Exercise details
Copy the records again word for word, starting at the line that contains "of the cecam" and ending at the line that contains "pixel 368 121", with both of those lines included.

Data
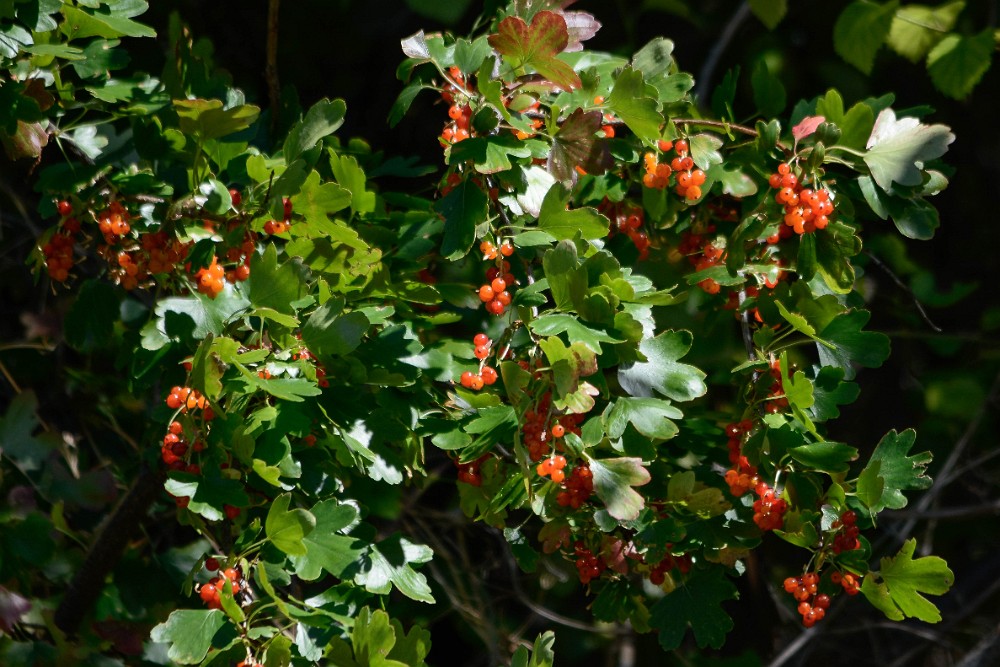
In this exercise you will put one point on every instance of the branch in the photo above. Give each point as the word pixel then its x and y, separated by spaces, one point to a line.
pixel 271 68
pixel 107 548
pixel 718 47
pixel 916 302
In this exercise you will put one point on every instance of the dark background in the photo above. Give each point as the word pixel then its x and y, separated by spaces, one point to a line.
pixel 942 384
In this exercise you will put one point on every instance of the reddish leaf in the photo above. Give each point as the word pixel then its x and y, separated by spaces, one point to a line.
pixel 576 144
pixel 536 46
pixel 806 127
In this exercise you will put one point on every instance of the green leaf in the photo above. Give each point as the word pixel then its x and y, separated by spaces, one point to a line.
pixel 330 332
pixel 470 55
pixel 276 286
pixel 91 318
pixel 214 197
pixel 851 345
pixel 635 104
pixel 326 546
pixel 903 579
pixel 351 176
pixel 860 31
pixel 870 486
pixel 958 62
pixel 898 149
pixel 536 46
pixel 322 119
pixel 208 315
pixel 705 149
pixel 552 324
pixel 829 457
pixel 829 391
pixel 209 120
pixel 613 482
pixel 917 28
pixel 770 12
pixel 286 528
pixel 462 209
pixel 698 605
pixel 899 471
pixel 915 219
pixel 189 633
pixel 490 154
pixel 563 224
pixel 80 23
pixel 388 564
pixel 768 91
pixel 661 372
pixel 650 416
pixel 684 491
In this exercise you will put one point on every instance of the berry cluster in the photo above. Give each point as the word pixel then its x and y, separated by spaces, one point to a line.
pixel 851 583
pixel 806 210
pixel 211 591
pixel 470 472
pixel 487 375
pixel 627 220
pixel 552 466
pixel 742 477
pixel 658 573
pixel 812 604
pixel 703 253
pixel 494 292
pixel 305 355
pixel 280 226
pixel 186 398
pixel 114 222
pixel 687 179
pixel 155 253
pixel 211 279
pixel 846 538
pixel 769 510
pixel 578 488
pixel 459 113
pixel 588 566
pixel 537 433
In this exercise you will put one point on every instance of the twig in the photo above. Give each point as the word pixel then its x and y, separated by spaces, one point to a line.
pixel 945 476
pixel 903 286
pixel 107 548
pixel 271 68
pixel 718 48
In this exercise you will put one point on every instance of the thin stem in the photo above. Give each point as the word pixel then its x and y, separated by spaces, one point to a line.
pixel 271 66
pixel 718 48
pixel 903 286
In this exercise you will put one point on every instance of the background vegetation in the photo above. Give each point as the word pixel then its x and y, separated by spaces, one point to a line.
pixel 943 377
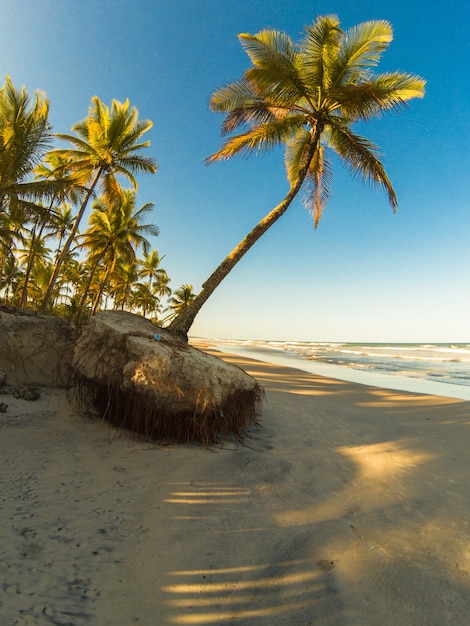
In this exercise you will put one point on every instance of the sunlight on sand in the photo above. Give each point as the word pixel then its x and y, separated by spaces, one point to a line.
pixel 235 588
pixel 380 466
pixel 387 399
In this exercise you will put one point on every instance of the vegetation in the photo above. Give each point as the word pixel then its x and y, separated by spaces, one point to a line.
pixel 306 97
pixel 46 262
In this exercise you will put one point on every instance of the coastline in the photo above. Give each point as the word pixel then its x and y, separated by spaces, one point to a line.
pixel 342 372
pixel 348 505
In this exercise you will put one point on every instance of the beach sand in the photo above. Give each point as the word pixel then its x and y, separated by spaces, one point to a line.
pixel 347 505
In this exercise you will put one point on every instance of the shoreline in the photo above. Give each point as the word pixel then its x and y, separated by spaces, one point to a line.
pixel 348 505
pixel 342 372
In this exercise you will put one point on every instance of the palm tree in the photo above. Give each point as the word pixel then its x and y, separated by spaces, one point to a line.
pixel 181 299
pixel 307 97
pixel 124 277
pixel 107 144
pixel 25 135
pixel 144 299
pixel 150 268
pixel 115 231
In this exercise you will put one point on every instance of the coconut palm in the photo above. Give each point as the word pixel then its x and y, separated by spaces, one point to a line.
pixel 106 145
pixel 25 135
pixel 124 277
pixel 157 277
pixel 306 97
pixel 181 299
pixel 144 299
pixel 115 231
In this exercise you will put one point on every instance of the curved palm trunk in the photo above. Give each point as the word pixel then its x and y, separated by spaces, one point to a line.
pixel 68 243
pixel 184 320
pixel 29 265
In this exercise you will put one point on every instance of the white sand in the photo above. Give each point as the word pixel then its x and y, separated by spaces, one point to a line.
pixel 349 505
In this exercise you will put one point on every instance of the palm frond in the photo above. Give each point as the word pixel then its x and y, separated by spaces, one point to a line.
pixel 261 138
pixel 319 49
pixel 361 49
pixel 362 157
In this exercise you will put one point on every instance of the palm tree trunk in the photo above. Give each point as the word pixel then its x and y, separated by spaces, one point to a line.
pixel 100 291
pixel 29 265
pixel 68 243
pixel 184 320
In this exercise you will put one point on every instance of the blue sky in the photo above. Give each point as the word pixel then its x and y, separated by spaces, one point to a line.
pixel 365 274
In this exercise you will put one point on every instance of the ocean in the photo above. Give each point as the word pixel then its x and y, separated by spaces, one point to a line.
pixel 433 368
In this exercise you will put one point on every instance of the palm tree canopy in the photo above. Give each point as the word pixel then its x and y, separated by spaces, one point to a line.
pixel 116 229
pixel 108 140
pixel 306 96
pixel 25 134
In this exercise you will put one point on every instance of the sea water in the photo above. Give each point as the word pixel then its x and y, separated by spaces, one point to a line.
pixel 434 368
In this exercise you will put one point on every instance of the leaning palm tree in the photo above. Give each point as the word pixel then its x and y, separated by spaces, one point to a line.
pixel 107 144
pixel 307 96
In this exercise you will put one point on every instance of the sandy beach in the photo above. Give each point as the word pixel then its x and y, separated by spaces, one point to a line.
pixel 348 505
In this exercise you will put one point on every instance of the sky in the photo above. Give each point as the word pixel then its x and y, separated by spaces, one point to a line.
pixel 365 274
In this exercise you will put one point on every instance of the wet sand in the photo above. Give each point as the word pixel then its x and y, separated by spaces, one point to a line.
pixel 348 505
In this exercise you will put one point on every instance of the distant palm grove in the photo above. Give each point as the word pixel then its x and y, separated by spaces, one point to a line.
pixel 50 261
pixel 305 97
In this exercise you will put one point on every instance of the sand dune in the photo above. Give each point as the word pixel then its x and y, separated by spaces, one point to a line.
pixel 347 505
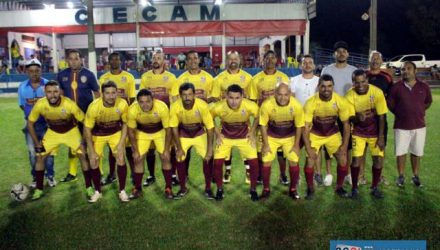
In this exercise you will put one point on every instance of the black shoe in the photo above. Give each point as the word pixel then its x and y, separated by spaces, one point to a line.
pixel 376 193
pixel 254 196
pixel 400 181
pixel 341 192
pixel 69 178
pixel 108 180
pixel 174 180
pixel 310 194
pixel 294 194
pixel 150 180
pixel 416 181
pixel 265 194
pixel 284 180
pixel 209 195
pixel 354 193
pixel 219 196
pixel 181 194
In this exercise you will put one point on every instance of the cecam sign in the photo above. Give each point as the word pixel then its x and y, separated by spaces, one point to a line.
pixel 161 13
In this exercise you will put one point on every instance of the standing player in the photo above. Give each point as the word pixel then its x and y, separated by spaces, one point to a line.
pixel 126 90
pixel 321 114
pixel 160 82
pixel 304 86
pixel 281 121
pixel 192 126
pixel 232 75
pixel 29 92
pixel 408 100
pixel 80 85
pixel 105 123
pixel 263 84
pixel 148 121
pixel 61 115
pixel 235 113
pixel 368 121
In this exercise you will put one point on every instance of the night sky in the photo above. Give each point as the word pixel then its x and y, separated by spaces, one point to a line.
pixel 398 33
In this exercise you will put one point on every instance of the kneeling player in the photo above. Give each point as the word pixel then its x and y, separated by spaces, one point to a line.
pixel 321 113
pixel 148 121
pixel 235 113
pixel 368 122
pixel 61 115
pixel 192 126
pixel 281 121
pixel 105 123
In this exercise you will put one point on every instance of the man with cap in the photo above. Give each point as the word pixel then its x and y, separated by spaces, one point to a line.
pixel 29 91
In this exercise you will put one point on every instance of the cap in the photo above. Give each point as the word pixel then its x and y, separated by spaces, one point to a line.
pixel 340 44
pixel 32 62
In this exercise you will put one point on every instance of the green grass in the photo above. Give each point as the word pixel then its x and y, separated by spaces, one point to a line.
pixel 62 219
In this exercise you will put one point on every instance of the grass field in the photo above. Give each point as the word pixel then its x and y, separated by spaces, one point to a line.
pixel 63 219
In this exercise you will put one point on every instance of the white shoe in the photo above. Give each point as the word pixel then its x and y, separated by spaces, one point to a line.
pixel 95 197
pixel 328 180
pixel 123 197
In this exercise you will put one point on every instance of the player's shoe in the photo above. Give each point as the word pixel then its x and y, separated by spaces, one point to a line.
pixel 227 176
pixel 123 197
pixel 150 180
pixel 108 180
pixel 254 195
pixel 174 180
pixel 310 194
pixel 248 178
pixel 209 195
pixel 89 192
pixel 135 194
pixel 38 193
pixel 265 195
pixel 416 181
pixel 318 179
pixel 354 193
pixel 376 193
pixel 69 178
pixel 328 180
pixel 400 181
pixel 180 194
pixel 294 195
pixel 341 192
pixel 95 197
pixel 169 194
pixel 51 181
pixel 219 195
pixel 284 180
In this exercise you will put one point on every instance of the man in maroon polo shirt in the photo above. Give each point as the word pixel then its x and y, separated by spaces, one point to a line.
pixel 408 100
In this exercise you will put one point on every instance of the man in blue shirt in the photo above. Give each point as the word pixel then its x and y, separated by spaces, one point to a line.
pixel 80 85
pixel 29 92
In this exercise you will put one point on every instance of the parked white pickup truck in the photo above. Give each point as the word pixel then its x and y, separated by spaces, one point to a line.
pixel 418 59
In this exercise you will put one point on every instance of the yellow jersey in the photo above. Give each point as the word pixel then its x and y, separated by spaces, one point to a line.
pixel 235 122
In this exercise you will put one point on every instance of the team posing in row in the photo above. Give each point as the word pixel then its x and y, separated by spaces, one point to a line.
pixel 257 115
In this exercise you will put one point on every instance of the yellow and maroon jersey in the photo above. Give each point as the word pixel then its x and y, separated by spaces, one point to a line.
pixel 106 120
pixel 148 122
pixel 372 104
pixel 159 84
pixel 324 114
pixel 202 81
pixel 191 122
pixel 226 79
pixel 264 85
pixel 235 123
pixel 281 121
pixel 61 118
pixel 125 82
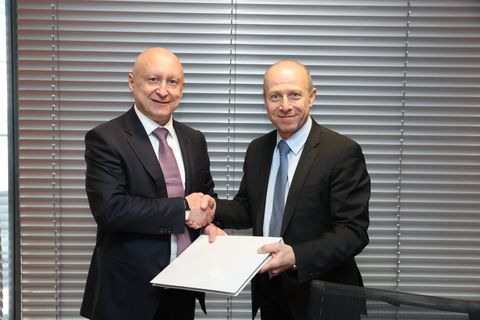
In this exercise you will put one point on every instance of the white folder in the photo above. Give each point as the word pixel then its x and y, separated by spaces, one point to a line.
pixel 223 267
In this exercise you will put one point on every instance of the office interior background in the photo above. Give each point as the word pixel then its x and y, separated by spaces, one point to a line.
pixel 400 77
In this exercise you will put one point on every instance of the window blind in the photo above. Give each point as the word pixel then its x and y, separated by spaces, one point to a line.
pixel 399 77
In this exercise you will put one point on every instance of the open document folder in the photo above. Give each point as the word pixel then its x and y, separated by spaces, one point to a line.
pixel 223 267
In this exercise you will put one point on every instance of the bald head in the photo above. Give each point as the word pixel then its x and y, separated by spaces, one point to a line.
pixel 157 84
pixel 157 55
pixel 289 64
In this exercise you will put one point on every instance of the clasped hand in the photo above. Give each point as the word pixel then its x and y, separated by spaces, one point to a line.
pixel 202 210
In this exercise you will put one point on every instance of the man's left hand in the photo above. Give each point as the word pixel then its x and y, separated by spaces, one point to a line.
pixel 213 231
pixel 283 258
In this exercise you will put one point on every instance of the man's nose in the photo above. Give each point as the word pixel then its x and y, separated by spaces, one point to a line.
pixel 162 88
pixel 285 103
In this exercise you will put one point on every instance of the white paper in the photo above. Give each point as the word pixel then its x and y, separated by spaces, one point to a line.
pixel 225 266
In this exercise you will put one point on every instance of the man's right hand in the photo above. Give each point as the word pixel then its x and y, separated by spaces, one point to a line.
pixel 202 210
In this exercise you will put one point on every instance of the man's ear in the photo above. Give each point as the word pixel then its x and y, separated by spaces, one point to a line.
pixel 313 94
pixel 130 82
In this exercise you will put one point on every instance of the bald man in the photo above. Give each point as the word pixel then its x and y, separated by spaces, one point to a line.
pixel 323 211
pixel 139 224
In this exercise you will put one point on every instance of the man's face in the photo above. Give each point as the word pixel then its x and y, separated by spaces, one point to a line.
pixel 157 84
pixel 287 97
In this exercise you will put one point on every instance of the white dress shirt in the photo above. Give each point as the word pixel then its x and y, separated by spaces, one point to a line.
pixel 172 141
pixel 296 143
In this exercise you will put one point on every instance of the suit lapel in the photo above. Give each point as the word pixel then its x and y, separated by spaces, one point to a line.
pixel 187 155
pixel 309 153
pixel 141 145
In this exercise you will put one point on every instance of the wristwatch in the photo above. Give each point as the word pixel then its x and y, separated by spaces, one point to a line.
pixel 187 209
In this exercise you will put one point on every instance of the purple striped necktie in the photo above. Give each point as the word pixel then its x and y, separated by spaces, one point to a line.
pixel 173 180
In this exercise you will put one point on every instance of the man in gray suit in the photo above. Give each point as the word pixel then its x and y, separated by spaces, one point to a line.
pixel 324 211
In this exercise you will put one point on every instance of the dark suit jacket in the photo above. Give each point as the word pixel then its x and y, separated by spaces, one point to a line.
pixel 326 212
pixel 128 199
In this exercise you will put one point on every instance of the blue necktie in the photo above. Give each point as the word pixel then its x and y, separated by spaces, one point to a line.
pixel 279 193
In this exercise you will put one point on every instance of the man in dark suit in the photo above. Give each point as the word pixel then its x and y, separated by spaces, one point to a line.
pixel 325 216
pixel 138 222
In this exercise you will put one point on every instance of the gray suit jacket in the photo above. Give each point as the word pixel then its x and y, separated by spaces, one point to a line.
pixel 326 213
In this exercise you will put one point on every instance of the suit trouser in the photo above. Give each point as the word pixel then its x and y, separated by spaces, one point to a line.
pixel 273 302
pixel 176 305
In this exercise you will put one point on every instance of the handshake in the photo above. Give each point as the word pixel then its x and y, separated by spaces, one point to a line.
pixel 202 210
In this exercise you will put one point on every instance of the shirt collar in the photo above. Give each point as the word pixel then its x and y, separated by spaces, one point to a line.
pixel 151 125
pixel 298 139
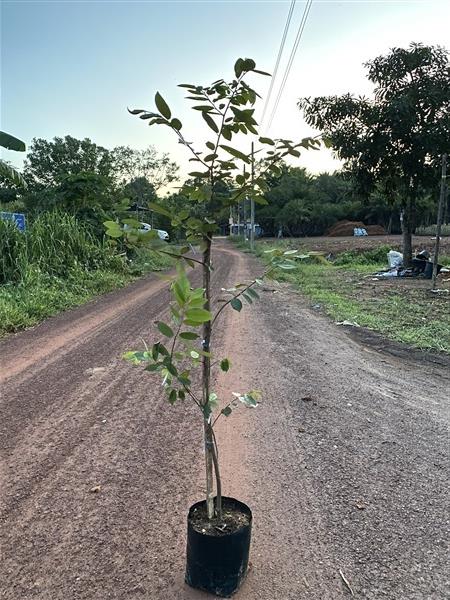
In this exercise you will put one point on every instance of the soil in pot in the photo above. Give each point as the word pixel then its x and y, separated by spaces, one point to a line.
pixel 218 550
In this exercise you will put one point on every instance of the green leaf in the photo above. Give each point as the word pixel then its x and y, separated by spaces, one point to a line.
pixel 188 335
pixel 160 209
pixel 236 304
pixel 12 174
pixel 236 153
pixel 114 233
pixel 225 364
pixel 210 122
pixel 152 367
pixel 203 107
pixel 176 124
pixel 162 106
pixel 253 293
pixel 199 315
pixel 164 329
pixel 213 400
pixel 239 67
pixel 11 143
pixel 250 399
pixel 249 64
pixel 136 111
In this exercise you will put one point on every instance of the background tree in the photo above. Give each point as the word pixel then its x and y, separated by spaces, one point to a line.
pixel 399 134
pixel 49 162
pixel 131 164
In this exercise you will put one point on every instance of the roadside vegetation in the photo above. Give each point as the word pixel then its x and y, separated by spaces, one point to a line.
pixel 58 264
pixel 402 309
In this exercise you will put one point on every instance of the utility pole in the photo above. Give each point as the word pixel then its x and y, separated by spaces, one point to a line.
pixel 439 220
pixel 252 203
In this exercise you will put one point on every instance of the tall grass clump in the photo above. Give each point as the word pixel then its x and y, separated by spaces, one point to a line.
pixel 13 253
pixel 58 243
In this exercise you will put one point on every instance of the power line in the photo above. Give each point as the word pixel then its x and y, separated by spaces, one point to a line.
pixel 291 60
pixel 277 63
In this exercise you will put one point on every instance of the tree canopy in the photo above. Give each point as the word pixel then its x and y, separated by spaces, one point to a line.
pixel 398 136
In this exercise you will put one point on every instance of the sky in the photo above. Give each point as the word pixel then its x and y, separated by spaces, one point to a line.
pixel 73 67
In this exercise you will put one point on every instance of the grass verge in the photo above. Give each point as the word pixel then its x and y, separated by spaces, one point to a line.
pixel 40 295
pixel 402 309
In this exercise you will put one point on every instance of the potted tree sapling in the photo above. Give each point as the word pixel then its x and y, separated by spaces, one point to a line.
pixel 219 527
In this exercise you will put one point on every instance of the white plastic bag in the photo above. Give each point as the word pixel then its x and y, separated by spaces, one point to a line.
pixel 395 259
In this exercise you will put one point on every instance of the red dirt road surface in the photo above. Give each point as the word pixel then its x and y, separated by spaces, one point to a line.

Answer for the task
In this exercise you will put one point on every instance of the cecam sign in the photo above. Give each point as the word pixel then its x and y, separated by spaces, one point to a line.
pixel 161 13
In this exercise you will put one point on every instance of the standing player in the photo above. Give each point as the word pixel then its x and y, separated by spaces, one point to a line.
pixel 126 90
pixel 321 114
pixel 160 82
pixel 304 86
pixel 281 121
pixel 192 126
pixel 232 75
pixel 29 92
pixel 408 100
pixel 80 85
pixel 105 123
pixel 263 84
pixel 148 121
pixel 61 115
pixel 235 113
pixel 368 121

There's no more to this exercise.